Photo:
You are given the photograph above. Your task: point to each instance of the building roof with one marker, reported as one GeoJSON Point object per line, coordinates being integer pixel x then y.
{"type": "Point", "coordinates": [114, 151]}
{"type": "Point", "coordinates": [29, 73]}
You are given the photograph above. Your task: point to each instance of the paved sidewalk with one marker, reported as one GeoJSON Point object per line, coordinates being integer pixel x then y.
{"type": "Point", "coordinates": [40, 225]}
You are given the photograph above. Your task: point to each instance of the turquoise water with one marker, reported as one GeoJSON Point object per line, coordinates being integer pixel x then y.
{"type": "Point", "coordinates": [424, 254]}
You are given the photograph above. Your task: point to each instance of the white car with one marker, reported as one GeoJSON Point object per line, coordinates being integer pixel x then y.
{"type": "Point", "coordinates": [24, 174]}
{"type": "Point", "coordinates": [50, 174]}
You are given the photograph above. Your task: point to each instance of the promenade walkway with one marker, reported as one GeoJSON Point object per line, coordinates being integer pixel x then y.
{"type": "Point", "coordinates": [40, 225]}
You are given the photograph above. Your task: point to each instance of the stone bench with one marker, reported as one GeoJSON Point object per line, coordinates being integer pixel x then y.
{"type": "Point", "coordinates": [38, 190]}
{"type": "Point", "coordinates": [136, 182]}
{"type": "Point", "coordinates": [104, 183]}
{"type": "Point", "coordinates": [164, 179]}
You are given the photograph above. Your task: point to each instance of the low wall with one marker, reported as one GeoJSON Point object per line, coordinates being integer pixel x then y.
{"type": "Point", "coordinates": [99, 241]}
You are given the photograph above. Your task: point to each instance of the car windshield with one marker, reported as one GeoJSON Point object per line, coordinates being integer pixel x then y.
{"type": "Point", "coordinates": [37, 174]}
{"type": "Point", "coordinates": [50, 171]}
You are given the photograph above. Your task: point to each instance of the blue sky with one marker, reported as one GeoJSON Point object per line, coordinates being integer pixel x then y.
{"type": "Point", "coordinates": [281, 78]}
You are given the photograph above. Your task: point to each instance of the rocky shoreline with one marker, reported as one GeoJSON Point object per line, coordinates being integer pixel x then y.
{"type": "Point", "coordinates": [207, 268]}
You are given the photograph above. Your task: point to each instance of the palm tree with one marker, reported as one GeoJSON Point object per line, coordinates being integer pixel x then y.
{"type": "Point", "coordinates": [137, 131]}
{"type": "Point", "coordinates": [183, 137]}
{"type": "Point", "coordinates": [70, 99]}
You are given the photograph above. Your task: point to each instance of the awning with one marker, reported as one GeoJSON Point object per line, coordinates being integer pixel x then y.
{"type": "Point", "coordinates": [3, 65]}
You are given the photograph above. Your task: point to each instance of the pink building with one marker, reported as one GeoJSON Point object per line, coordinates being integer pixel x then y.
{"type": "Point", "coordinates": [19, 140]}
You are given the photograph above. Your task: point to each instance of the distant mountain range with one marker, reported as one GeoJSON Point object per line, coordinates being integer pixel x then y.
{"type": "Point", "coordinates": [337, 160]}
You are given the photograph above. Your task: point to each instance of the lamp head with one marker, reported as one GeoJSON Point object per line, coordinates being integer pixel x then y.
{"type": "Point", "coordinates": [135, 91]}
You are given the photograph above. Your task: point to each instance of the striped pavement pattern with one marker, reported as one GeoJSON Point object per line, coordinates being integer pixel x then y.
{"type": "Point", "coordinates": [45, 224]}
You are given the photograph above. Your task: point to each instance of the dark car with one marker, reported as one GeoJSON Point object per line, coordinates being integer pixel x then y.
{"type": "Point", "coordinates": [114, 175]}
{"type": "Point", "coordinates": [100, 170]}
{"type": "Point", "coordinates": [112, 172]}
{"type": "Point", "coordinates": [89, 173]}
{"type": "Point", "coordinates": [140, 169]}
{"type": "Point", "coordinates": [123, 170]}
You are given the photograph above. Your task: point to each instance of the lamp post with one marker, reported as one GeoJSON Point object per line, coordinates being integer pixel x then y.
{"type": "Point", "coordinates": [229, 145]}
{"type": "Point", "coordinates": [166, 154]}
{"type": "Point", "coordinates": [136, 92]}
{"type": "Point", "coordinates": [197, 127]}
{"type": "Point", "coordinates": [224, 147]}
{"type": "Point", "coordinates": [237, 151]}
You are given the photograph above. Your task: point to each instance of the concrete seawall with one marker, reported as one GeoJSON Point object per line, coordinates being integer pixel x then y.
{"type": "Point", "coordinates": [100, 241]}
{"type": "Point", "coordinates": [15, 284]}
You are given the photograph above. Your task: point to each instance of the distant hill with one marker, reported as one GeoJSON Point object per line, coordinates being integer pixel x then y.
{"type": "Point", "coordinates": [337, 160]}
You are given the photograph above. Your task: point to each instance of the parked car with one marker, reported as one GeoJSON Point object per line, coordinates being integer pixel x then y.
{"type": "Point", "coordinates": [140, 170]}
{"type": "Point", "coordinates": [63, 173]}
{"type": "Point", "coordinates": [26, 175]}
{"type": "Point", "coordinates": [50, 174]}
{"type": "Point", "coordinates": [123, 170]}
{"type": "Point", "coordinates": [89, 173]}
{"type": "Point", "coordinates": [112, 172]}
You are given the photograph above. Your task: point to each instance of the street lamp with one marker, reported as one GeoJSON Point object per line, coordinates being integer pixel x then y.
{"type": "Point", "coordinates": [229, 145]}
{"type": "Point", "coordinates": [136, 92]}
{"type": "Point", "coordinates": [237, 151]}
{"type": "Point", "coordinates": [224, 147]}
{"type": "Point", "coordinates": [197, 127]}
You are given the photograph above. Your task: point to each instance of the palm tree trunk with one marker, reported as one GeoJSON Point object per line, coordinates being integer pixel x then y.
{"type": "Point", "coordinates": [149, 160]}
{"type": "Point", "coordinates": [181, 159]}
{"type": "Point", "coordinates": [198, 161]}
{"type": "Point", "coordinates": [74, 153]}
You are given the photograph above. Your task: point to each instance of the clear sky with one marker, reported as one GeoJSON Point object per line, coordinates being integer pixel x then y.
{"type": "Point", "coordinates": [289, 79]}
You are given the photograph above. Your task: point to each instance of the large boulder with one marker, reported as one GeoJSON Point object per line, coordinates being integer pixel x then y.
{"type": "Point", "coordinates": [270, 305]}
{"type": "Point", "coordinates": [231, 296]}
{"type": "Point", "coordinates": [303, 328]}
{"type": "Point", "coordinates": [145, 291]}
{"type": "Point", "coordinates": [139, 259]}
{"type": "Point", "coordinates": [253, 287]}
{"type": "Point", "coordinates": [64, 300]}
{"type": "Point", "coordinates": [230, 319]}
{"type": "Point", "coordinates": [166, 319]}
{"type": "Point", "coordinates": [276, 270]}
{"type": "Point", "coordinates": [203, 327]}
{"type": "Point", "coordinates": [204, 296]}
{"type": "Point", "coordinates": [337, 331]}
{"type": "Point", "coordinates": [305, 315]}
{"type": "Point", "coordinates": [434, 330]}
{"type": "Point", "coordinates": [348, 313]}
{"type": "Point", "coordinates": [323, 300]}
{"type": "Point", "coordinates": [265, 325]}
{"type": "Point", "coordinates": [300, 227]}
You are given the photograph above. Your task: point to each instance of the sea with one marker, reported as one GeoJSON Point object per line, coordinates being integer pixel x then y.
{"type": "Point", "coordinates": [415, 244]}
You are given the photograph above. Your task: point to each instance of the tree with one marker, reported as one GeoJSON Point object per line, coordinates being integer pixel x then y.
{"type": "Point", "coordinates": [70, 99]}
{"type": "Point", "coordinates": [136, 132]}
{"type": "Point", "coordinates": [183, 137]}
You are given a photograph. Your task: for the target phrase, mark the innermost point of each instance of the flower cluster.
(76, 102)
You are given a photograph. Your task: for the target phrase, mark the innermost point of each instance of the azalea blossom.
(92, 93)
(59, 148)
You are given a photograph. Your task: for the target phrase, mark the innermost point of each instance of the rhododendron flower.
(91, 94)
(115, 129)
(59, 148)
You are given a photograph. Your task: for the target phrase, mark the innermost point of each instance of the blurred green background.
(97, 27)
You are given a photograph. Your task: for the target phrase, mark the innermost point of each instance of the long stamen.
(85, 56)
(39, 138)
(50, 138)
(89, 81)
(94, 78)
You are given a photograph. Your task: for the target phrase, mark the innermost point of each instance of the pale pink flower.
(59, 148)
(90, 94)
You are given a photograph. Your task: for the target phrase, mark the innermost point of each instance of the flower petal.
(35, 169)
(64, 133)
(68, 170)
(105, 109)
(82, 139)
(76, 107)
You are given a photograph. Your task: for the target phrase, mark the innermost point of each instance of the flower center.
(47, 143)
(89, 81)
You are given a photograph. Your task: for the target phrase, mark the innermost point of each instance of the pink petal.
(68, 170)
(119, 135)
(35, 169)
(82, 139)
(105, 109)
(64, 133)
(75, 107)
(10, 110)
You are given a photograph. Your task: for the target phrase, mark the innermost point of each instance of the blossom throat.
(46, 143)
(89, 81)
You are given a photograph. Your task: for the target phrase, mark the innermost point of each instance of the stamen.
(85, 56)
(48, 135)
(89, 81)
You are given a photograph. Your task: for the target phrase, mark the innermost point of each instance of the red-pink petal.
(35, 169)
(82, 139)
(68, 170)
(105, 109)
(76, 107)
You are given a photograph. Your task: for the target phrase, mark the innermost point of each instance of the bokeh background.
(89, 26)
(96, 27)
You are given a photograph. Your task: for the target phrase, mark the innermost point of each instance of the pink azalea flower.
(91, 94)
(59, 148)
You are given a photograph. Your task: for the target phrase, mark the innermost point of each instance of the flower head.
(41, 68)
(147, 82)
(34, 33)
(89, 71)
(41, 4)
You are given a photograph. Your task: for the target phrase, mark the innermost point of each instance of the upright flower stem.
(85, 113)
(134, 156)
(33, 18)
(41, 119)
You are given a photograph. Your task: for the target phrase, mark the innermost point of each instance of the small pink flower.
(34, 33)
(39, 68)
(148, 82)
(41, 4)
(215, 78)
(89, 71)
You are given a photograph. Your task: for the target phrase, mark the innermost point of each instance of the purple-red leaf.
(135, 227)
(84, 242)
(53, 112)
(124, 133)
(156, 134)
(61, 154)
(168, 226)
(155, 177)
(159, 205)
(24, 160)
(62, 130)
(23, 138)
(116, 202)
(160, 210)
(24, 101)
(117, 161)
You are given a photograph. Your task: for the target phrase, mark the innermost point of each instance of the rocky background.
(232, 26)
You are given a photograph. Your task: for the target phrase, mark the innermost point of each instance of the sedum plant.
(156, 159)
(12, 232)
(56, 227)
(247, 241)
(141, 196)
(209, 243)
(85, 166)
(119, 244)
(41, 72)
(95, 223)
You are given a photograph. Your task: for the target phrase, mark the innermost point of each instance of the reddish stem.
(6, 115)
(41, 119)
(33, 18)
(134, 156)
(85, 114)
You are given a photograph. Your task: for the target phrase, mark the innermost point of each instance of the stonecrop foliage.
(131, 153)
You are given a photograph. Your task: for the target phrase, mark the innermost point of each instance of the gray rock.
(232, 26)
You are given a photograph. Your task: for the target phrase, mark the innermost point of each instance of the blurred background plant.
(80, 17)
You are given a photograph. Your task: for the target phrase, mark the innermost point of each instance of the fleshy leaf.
^^^^
▸ WORK REQUEST
Take the line that contains "the sedum plant." and every line after it to the end of the entries above, and reproduce them exactly.

▸ ANSWER SECTION
You are given a photograph. Your task: for the target phrase, mark the innermost point of each instance of the sedum plant.
(156, 159)
(12, 232)
(56, 227)
(247, 241)
(141, 196)
(209, 243)
(85, 166)
(119, 244)
(41, 72)
(95, 223)
You are given a photograph. Your task: for the target phrase, mark the innermost point of each instance of the reddish stem.
(6, 115)
(41, 119)
(33, 18)
(134, 156)
(85, 114)
You are given a photograph. Your task: for the target phrase, mark the innermost point of each instance of the stonecrop foliage.
(131, 153)
You are given a photograph. Your task: for the target phrase, mark the innermost point of each instance of the gray rock.
(232, 26)
You are given a photograph. Your task: for the target phrase, mark the innermost point of each instance of the blurred background plant.
(80, 17)
You are given a photograph. Your task: for the target phrase, mark the innermost point of each instance of the fleshy leaf.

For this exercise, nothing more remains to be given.